» **Consigne**
Pourriez-vous recopier à l'identique les lignes du matériel ci-dessous, en partant de celle qui contient "of the meadow" et en finissant par celle qui contient "point(89, 54)", ces deux lignes comprises ?

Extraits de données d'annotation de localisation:
-.-.-

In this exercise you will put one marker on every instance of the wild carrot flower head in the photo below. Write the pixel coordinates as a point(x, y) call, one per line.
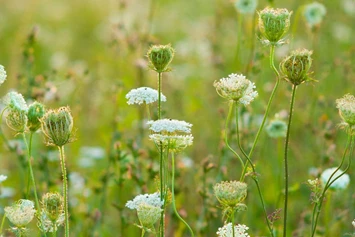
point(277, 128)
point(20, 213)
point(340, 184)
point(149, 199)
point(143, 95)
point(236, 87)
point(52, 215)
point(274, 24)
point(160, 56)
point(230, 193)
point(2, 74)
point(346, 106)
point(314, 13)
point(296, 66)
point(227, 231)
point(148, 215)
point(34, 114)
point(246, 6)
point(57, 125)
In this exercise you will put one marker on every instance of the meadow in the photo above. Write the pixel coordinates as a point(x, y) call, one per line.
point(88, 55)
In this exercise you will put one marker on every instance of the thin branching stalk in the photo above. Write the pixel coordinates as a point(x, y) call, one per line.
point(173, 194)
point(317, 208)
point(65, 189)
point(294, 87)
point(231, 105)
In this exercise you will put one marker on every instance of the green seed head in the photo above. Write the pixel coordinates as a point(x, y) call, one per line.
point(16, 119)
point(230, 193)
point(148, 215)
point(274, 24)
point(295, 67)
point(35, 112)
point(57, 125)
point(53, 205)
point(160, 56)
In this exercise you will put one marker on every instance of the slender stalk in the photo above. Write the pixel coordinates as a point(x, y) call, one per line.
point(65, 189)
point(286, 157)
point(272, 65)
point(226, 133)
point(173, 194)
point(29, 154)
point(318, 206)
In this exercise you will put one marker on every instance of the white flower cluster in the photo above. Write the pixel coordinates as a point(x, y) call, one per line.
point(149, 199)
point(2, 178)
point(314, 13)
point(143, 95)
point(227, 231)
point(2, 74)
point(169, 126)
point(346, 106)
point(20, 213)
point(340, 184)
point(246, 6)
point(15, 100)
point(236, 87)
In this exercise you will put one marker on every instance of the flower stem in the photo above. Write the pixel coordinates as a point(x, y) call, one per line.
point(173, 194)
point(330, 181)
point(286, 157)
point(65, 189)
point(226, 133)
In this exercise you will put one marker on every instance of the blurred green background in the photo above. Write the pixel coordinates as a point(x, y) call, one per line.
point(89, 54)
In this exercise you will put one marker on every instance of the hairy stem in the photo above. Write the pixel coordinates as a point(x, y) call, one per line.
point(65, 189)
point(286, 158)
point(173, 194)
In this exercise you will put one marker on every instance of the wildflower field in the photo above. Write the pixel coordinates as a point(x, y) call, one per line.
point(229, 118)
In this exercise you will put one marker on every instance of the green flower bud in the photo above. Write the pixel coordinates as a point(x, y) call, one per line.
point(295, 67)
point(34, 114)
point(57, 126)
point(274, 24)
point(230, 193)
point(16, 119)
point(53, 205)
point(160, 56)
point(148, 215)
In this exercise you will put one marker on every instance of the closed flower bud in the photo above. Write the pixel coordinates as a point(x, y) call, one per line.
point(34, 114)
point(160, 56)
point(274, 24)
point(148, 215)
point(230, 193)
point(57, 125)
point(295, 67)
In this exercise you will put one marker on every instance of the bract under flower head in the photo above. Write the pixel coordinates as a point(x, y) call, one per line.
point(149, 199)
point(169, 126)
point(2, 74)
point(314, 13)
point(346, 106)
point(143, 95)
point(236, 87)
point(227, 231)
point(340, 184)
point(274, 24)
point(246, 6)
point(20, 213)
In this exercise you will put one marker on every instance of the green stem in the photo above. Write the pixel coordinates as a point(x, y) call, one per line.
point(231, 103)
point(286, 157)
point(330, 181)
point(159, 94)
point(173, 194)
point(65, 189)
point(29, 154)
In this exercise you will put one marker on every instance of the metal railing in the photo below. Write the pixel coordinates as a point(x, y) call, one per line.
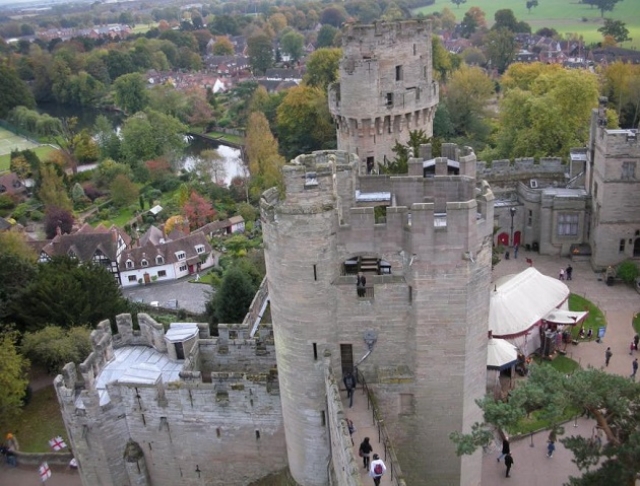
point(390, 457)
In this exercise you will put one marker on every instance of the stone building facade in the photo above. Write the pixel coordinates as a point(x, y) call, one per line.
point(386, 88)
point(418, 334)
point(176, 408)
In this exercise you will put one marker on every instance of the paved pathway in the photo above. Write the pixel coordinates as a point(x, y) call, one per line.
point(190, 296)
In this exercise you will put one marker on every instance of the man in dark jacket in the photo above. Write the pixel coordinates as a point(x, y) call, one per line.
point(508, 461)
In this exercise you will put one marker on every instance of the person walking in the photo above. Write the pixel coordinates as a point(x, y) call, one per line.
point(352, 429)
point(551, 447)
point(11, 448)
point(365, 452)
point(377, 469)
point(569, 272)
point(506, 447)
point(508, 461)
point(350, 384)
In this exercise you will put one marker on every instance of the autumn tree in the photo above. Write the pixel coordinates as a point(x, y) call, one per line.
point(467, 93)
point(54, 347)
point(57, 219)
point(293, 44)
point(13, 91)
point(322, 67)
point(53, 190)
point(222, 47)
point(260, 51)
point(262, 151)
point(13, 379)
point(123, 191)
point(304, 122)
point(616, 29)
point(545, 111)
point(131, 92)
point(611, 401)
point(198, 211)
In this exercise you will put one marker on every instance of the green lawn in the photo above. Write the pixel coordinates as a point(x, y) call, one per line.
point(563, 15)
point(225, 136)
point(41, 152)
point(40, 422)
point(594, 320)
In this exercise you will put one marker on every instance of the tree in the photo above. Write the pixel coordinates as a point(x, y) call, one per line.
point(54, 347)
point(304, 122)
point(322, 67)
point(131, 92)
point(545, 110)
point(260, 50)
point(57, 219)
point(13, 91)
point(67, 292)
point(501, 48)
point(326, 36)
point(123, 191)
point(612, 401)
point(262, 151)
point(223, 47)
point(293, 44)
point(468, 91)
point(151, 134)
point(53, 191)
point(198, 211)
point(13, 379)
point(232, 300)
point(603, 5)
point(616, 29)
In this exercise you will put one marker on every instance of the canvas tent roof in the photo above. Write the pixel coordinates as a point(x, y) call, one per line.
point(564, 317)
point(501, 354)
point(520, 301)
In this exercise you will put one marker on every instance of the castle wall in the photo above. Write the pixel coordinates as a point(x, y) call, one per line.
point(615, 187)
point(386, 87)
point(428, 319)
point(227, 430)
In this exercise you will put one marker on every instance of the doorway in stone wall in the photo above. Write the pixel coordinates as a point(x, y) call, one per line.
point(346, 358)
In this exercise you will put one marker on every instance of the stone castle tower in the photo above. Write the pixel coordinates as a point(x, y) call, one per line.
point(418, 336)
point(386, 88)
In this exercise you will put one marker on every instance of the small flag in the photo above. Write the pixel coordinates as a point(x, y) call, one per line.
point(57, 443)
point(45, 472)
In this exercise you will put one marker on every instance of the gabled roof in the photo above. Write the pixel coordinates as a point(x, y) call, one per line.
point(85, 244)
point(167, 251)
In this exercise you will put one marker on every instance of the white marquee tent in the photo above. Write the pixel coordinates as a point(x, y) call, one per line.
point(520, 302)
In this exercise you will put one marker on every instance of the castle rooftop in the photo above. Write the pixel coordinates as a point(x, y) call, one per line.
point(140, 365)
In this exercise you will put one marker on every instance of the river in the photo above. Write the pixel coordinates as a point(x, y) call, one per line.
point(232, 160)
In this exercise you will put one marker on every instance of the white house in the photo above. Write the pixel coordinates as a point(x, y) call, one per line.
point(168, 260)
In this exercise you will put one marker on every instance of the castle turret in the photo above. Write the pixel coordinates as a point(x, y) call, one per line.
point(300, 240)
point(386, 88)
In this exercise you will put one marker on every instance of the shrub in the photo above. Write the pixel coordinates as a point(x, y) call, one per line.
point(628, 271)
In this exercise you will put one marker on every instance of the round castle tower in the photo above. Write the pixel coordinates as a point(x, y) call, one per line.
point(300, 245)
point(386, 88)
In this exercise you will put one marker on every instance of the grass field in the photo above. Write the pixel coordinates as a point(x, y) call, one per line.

-.-.-

» **Exercice corrigé**
In this exercise you will put one marker on every instance of the meadow in the photo above. Write the pixel coordinates as a point(x, y) call, one per line.
point(88, 55)
In this exercise you will put one marker on every instance of the thin branching stalk in the photo above. Write the pixel coordinates as a point(x, y) call, one per line.
point(173, 194)
point(317, 208)
point(65, 189)
point(294, 87)
point(231, 105)
In this exercise you will put one marker on every instance of the green seed head in the photo above. Write the pixel coordinates as a point(x, y) call, one per line.
point(16, 119)
point(230, 193)
point(148, 215)
point(274, 24)
point(295, 67)
point(35, 112)
point(57, 125)
point(53, 205)
point(160, 56)
In this exercise you will put one marker on every instance of the slender stalk in the photo above. Write the pixel coordinates as a point(x, y) call, one per line.
point(65, 189)
point(286, 157)
point(272, 65)
point(226, 133)
point(173, 194)
point(29, 154)
point(318, 206)
In this exercise you will put one marker on every instance of the white flower cluster in the photo above. Write the pixel coordinates as a point(x, y) call, one per line.
point(149, 199)
point(2, 178)
point(314, 13)
point(143, 95)
point(227, 231)
point(2, 74)
point(169, 126)
point(346, 106)
point(20, 213)
point(340, 184)
point(246, 6)
point(15, 100)
point(236, 87)
In this exercise you will put one marker on every instance of the flower stem in the photo above. Write the pixel coordinates as a point(x, y) call, one per line.
point(173, 194)
point(330, 181)
point(286, 157)
point(65, 189)
point(226, 133)
In this exercise you will put one marker on every instance of the blurred green background in the photo above. Write the pixel coordinates as a point(x, y) call, one per line.
point(89, 54)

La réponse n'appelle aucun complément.